Raw records:
_ _ _ _

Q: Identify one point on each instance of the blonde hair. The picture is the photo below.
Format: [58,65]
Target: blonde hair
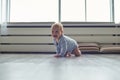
[57,25]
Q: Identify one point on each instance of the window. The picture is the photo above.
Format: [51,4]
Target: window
[34,10]
[117,11]
[98,10]
[73,10]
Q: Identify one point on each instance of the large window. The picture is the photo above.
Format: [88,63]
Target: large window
[73,10]
[34,10]
[117,11]
[98,10]
[60,10]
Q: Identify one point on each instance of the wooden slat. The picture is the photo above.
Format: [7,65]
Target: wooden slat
[47,31]
[26,39]
[100,39]
[49,39]
[28,31]
[92,30]
[28,48]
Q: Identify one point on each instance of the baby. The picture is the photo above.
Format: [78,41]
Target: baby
[64,44]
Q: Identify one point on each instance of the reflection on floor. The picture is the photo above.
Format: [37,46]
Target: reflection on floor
[47,67]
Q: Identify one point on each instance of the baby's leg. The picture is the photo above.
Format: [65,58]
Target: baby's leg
[77,52]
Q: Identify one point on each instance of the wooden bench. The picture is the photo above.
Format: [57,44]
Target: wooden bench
[36,37]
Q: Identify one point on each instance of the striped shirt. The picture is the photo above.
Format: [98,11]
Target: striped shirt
[64,45]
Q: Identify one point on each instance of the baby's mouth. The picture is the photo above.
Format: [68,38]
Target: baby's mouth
[55,36]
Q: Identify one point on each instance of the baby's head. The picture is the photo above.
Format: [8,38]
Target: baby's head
[57,30]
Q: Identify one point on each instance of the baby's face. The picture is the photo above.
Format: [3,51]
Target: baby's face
[56,33]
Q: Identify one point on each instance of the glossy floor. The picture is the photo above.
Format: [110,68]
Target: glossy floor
[47,67]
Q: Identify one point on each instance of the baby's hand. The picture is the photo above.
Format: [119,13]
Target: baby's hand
[57,55]
[68,54]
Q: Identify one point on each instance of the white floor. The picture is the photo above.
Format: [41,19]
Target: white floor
[47,67]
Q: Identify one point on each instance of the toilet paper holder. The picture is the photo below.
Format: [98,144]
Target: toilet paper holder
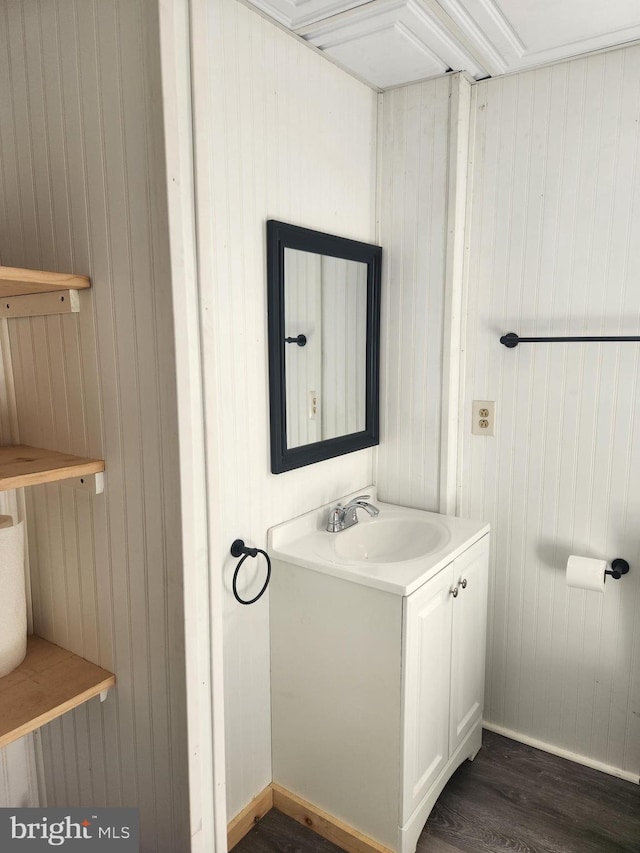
[618,568]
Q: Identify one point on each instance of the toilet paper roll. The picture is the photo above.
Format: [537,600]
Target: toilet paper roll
[586,573]
[13,604]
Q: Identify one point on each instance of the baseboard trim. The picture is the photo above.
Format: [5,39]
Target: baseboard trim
[307,814]
[324,824]
[562,753]
[249,816]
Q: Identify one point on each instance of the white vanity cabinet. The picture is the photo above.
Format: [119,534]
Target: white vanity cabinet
[377,696]
[444,628]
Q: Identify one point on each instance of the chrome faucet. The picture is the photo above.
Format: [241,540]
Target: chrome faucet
[342,517]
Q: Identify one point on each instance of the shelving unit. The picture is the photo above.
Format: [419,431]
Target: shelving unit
[51,680]
[18,282]
[21,465]
[48,683]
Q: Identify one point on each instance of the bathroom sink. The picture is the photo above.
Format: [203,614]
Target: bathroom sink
[391,539]
[396,551]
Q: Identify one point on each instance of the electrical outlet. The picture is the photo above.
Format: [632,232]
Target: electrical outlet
[313,405]
[483,419]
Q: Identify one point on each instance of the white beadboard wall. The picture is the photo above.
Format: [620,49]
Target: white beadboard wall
[82,190]
[19,760]
[293,138]
[413,233]
[555,249]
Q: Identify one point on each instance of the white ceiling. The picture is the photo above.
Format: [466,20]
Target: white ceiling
[391,42]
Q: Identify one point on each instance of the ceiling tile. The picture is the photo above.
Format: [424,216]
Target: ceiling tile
[390,42]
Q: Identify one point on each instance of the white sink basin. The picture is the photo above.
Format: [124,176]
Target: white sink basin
[397,551]
[391,540]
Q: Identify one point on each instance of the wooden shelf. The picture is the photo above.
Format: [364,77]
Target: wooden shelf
[18,282]
[21,465]
[48,683]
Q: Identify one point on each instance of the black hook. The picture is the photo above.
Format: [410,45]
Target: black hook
[619,567]
[238,548]
[301,340]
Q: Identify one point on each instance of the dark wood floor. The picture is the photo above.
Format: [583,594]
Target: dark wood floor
[511,798]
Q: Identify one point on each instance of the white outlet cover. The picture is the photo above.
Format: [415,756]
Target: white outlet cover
[483,411]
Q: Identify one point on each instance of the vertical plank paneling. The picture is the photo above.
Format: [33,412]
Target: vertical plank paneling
[292,138]
[555,249]
[413,233]
[81,144]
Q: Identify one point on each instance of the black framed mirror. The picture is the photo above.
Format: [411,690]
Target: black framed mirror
[324,345]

_ _ _ _

Problem description:
All entries must be written out again exactly as given, with no pictures in the copy.

Solution for this task:
Q: Identify one point on each instance of the blonde hair. The picture is the photo below.
Format: [58,65]
Target: blonde hair
[57,25]
Q: Identify one point on each instance of the window. The picture is the photo above.
Format: [51,4]
Target: window
[34,10]
[117,11]
[98,10]
[73,10]
Q: Identify one point on each instance of the large window. The picture is the photo above.
Format: [88,63]
Target: large window
[73,10]
[34,10]
[117,11]
[98,10]
[60,10]
Q: Identify one point on each instance of the wooden slat. The picture is the photo above.
Format: [7,65]
Target: wooden slat
[47,31]
[26,39]
[100,39]
[49,39]
[28,31]
[92,30]
[28,48]
Q: Identify one point on each instance of the baby. The picture is the photo above.
Format: [78,41]
Target: baby
[64,44]
Q: Identify one point on each instance of the reflection on floor. The picture is the photo above.
Format: [37,46]
Target: reflection on floor
[47,67]
Q: Identify one point on each instance of the baby's leg. The picture is the photo above.
Format: [65,58]
Target: baby's leg
[77,52]
Q: Identify one point on each instance of the wooden bench. The picture is the photo above.
Format: [57,44]
Target: wooden bench
[36,37]
Q: Identify one point on each instance of the striped shirt. The picture is the photo above.
Format: [98,11]
Target: striped shirt
[64,45]
Q: Identify one point on each instance of the baby's mouth. The picture is the photo above.
Format: [68,38]
Target: baby's mouth
[55,36]
Q: Identify one point on each instance of the baby's head. The picture is the photo above.
Format: [8,38]
Target: baby's head
[57,30]
Q: Identify one point on each instance of the baby's face. The picture is the photo above.
Format: [3,51]
Target: baby's face
[56,33]
Q: Identify one point on each instance of the glossy floor. The picture is the photo above.
Format: [110,68]
Target: glossy floor
[47,67]
Q: Identify one point on each instance of the baby's hand. The picture is the photo above.
Format: [119,13]
Target: baby's hand
[57,55]
[68,54]
Q: Identify one point on each instance of the white floor. The picture is the photo above.
Format: [41,19]
Target: white floor
[47,67]
Q: Identify one point on each instance of the toilet paper holder. The picture is the photo below.
Format: [98,144]
Target: toilet paper holder
[618,568]
Q: Identify one point on each instance of the toilet paper roll. The picture is the photo above.
Format: [537,600]
Target: toilet paper roll
[586,573]
[13,604]
Q: Identify one point on each instance of the baseboard trim. The picture is the photo above.
Format: [5,39]
Target: baseboard trim
[307,814]
[324,824]
[562,753]
[249,816]
Q: Identify one point on each instance of the white vanity cabinet. The picture is the photo above.
Format: [119,534]
Target: white vanity cabinet
[377,696]
[444,628]
Q: Identify one point on each instance of the chrome faucet. The picture is the photo above.
Format: [241,540]
Target: chrome faucet
[342,517]
Q: Identify one point on each instance of the shelving unit. The picture is the photo above.
Format: [419,431]
Target: shelving unit
[51,680]
[18,282]
[21,465]
[48,683]
Q: Identify one point on each instance of the bathroom sink. The picture is the photo above.
Format: [203,614]
Target: bathroom sink
[391,539]
[396,551]
Q: Identify one point on each instance of the electrical outlet. The picture is the photo above.
Format: [632,232]
Target: electrical outlet
[313,405]
[483,419]
Q: Identify one point on each instance of the white beadboard wall. The picture is the photo above.
Format: [620,49]
Target: white beadboard wall
[82,190]
[19,760]
[293,138]
[413,233]
[555,249]
Q: Identify one point on each instance of the white ceiling. The picture is the photo above.
Format: [466,20]
Target: white ceiling
[391,42]
Q: Identify one point on each instance of the ceiling tile. The picture is the photo above.
Format: [424,216]
Target: ceiling tile
[390,42]
Q: Identify one point on each instance of the white sink basin. The picture is the photo above.
Format: [124,176]
Target: white sink basin
[397,551]
[391,540]
Q: Identify one point on each instance of the wooden shelf. The picture is the photo above.
Format: [364,77]
Target: wooden shelf
[18,282]
[21,465]
[48,683]
Q: Identify one point on each instance of the black hook. The picture is the photo above.
Format: [410,45]
Target: black hook
[619,567]
[238,548]
[301,340]
Q: Identify one point on each instance of the dark wood floor. The picture is the photo above.
Format: [583,594]
Target: dark wood floor
[511,798]
Q: Identify one point on each instance of the white outlet cover. The picture is the photo above.
Format: [415,756]
Target: white outlet cover
[483,411]
Q: Identify one point on each instance of the vertical plank paneling. The picture is the photo above.
Format: [33,412]
Target: vertical plank paneling
[292,138]
[555,249]
[413,233]
[81,144]
Q: Identify one point on each instance of the black framed mirror. The picture is the photo above.
Format: [411,690]
Target: black framed mirror
[324,345]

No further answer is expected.